> _Task to complete_
Below are the records; pull every line that includes "wall".

(Material provided Opens)

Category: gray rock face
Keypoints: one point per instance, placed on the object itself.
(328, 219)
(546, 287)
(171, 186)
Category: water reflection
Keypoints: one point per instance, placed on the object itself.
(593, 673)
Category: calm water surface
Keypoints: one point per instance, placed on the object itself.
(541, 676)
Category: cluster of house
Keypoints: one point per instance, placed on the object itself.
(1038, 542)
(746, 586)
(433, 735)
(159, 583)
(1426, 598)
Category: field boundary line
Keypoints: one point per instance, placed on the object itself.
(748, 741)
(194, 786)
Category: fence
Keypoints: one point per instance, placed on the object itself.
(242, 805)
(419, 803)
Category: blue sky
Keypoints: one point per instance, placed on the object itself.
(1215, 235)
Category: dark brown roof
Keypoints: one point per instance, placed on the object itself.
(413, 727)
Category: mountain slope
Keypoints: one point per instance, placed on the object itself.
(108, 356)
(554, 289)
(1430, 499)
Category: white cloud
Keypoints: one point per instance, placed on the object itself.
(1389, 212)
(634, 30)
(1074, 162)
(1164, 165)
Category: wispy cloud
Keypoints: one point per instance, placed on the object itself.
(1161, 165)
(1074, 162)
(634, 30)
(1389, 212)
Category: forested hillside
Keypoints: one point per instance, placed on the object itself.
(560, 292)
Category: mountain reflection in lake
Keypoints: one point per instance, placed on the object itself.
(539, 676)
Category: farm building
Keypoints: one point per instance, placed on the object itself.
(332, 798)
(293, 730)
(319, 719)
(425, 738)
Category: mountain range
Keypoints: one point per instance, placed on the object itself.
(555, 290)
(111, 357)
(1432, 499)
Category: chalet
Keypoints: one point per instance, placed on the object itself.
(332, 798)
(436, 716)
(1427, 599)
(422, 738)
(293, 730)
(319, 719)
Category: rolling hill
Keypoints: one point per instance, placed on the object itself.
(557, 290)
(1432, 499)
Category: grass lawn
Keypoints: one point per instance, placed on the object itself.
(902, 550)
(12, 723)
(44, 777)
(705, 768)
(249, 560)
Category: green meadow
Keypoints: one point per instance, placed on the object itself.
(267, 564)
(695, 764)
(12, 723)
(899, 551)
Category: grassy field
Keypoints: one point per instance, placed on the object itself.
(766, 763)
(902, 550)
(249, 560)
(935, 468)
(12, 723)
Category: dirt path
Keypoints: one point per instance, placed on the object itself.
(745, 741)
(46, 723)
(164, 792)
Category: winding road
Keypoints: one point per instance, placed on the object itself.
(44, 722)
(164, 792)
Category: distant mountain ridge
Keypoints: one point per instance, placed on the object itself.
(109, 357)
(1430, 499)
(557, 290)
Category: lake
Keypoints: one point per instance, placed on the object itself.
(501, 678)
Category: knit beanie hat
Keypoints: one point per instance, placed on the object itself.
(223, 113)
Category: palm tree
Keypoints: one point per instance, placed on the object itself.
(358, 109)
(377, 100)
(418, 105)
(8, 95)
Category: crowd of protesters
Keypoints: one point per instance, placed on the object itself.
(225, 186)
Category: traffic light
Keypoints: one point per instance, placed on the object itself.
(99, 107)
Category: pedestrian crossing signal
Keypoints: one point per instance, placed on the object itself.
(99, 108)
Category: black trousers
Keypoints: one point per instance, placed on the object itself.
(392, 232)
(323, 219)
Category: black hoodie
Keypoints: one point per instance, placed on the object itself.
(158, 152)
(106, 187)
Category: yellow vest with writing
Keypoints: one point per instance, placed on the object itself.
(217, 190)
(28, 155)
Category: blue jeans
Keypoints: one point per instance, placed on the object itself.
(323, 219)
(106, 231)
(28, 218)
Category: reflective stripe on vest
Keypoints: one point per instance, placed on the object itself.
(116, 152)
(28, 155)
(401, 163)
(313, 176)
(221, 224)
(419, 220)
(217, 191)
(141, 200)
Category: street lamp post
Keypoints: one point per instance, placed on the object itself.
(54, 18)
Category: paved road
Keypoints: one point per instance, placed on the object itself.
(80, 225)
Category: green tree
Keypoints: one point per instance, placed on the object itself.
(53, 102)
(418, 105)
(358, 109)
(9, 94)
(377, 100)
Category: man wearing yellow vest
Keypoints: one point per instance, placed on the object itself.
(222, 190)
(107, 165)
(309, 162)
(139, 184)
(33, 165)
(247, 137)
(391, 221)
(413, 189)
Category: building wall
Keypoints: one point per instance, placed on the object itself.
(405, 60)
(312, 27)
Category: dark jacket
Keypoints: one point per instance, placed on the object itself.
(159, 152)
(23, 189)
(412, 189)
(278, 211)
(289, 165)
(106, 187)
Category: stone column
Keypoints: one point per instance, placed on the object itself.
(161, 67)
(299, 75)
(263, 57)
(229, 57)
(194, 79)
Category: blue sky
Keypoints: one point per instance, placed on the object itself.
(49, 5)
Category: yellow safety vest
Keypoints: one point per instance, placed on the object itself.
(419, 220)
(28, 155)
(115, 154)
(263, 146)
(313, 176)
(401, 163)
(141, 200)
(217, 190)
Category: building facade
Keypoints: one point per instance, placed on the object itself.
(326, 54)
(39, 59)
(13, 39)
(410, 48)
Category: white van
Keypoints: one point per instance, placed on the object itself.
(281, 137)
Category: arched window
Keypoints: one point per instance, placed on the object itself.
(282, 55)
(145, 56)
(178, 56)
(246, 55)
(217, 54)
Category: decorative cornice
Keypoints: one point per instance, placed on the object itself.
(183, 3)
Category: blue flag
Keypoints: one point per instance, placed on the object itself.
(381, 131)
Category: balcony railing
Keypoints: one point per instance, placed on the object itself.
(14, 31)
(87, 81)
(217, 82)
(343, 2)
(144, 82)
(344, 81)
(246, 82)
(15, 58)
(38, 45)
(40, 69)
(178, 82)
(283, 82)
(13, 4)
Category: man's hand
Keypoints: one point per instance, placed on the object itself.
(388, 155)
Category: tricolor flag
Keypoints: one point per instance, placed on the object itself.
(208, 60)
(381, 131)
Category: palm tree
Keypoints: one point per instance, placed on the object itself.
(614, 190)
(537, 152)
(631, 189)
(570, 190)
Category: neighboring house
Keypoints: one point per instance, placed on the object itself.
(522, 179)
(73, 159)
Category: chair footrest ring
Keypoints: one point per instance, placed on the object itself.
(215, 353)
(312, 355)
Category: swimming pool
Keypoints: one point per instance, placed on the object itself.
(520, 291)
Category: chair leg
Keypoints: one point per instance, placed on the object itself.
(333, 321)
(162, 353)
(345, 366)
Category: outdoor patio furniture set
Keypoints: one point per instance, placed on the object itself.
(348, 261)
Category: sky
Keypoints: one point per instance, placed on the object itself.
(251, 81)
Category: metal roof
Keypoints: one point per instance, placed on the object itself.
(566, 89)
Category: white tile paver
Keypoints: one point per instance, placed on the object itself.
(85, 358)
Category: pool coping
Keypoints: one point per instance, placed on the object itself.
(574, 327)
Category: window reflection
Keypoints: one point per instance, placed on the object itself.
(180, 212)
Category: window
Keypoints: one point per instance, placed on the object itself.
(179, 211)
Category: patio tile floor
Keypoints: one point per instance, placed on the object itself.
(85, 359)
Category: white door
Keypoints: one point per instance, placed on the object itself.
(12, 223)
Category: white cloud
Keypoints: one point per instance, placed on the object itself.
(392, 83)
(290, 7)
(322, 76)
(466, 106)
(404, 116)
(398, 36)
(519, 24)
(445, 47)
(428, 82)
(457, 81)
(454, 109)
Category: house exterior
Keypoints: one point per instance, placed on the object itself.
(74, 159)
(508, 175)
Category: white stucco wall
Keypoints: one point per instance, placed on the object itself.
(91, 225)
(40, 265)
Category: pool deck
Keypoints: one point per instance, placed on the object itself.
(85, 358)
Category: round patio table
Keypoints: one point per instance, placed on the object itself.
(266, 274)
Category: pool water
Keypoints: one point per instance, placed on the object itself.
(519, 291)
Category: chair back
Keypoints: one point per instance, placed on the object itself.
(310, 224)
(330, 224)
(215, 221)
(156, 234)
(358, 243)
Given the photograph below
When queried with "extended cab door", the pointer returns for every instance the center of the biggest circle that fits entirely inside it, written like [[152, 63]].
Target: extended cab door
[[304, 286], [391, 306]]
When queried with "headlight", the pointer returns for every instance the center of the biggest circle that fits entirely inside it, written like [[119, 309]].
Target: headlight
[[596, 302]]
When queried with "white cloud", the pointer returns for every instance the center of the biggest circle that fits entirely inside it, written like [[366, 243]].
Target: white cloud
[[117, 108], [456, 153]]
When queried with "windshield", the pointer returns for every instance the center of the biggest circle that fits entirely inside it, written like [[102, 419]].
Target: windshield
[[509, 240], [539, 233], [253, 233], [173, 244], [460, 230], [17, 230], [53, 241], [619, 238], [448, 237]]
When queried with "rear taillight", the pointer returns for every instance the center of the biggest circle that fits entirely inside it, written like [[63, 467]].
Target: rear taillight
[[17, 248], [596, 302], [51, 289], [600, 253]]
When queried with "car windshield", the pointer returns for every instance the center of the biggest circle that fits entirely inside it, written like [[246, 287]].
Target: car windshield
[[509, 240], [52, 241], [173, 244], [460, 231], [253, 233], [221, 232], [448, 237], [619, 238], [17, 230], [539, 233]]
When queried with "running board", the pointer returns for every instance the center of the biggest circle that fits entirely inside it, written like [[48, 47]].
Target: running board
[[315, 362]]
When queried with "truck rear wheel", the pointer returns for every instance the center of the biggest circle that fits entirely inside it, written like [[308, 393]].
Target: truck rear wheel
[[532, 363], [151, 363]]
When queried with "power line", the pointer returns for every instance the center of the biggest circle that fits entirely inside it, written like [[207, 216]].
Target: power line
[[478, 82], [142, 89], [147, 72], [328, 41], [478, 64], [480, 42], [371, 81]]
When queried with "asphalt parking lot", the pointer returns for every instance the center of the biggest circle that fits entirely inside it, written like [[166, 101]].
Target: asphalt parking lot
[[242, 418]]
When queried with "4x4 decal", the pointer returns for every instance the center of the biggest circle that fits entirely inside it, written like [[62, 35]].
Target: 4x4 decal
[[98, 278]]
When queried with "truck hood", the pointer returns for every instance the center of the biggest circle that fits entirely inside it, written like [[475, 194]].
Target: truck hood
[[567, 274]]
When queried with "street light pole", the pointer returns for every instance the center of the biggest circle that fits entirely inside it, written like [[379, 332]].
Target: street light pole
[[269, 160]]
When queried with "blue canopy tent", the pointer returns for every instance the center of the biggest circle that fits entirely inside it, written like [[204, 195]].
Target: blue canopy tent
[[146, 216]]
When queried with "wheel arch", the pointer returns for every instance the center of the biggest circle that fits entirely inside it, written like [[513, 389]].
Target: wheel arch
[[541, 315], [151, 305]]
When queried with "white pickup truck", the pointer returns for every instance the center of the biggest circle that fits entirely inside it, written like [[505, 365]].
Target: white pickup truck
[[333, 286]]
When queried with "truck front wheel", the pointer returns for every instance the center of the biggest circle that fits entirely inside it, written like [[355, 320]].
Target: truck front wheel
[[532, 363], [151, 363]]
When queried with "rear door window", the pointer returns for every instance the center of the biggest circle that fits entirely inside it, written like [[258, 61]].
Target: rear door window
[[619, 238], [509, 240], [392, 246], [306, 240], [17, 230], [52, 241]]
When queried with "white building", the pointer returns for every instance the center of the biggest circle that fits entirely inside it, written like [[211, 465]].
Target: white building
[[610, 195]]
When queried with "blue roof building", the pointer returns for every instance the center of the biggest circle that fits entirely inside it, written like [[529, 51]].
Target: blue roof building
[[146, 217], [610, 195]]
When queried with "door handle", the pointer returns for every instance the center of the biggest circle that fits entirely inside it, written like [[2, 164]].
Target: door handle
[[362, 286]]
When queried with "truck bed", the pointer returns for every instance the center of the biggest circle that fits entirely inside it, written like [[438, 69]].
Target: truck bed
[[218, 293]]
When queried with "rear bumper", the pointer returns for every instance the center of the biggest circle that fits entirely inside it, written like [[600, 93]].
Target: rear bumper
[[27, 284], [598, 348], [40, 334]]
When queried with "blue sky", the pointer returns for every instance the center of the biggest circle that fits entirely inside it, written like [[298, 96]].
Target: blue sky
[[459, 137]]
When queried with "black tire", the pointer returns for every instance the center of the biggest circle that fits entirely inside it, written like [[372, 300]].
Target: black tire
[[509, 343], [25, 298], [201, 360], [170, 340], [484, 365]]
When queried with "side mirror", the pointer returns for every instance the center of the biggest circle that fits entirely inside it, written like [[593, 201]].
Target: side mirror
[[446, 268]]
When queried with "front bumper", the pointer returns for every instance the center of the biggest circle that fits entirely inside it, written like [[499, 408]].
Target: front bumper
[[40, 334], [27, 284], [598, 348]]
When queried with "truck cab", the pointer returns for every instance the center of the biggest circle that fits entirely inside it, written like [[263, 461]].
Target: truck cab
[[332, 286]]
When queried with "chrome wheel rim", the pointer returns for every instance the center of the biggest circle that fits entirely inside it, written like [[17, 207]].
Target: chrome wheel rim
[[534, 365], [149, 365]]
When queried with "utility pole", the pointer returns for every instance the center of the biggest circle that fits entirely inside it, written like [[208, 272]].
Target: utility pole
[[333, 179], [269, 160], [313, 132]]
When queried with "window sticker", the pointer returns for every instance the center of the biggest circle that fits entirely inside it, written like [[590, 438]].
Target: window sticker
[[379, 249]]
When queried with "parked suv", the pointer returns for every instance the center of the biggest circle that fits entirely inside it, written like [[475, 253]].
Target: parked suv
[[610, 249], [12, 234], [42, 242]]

(Material provided Closes)

> _Answer to this problem_
Category: building wall
Category: white stucco wall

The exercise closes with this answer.